#### [INSTRUCTION]
Write out the records below word for word, please.
****************
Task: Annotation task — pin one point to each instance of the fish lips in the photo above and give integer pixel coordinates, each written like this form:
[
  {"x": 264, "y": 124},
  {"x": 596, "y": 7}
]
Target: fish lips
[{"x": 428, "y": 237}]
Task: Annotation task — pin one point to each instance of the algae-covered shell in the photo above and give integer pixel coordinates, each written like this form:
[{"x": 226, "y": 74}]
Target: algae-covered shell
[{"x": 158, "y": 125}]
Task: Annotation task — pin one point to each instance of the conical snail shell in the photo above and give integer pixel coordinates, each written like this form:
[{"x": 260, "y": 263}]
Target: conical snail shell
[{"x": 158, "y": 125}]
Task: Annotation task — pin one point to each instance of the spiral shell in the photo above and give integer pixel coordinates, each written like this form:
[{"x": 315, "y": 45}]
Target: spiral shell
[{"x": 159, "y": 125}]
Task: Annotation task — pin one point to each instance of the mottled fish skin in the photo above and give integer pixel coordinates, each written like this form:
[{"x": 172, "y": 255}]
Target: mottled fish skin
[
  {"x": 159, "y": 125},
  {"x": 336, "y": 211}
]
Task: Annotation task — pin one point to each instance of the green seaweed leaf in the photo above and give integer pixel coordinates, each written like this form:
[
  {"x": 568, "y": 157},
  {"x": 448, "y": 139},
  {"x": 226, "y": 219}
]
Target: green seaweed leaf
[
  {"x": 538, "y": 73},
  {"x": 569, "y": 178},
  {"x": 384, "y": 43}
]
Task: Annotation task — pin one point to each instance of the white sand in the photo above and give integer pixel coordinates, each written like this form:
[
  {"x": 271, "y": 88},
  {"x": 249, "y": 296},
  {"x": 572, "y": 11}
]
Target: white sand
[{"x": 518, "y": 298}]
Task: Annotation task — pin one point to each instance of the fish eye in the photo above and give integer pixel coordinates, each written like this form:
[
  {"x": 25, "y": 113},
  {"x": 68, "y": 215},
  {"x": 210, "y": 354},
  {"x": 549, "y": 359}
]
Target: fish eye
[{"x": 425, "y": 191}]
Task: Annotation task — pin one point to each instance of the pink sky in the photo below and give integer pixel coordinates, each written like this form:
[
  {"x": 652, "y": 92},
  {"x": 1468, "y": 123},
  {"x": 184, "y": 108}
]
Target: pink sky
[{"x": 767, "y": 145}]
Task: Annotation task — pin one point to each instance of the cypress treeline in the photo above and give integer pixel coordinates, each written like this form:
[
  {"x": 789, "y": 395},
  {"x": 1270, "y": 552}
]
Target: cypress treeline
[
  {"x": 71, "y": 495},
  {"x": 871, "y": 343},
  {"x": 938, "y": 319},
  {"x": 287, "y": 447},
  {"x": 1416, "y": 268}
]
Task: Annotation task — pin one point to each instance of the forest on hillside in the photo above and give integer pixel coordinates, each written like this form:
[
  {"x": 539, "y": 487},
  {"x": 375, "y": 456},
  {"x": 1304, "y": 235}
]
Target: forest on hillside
****************
#### [OUTPUT BELOW]
Task: Annotation task — pin one point to each instance of the fish lips in the photo above and give integer pixel coordinates, each written like this form:
[
  {"x": 264, "y": 124},
  {"x": 596, "y": 7}
]
Target: fish lips
[{"x": 428, "y": 237}]
Task: Annotation task — pin one point to each instance of the algae-covered shell in the photo above and give integer pixel coordinates, each written like this form:
[{"x": 226, "y": 74}]
Target: algae-covered shell
[{"x": 158, "y": 125}]
Task: Annotation task — pin one point to each instance of the conical snail shell in the photo above and give integer pixel coordinates, each written like this form:
[{"x": 260, "y": 263}]
Target: conical snail shell
[{"x": 158, "y": 125}]
Task: Annotation task — pin one point to each instance of the spiral shell in the photo above and give integer pixel coordinates, each written like this form:
[{"x": 315, "y": 45}]
Target: spiral shell
[{"x": 159, "y": 125}]
Task: Annotation task — pin one point to each instance of the mottled fish skin in the photo above and give integer pixel coordinates, each written like this form:
[{"x": 172, "y": 255}]
Target: mottled fish skin
[
  {"x": 159, "y": 125},
  {"x": 336, "y": 211}
]
Task: Annotation task — pin one point to each instance of the green seaweed leaf in the photo above and give integer pixel coordinates, each written like this form:
[
  {"x": 568, "y": 157},
  {"x": 448, "y": 139},
  {"x": 226, "y": 219}
]
Target: green seaweed leaf
[
  {"x": 538, "y": 73},
  {"x": 569, "y": 178},
  {"x": 384, "y": 43}
]
Task: Annotation task — pin one point to each instance of the white sand in the photo above and give integer pixel coordinates, each written like this form:
[
  {"x": 271, "y": 88},
  {"x": 249, "y": 296},
  {"x": 572, "y": 11}
]
Target: white sand
[{"x": 518, "y": 298}]
Task: Annotation task — pin one point to each instance of the fish eye in the photo above and give integer pixel coordinates, each written like this form:
[
  {"x": 25, "y": 113},
  {"x": 68, "y": 215},
  {"x": 210, "y": 354},
  {"x": 549, "y": 359}
]
Target: fish eye
[{"x": 425, "y": 191}]
Task: Annotation task — pin one point to each instance of the pink sky in the photo below and give integer pixel coordinates, each written like this form:
[
  {"x": 652, "y": 92},
  {"x": 1468, "y": 123},
  {"x": 184, "y": 108}
]
Target: pink sky
[{"x": 767, "y": 145}]
Task: Annotation task — pin one point to each instance of the cypress treeline in the photo above and give integer pixel coordinates, each written like this form:
[
  {"x": 789, "y": 395},
  {"x": 1270, "y": 552}
]
Target: cypress treeline
[
  {"x": 71, "y": 495},
  {"x": 871, "y": 343},
  {"x": 938, "y": 319},
  {"x": 287, "y": 447},
  {"x": 1416, "y": 268}
]
Task: Annotation task — pin one point to each instance of the forest on hillside in the photo above and give integer pixel coordinates, each written like this form:
[
  {"x": 539, "y": 487},
  {"x": 375, "y": 456},
  {"x": 1304, "y": 235}
]
Target: forest on hillside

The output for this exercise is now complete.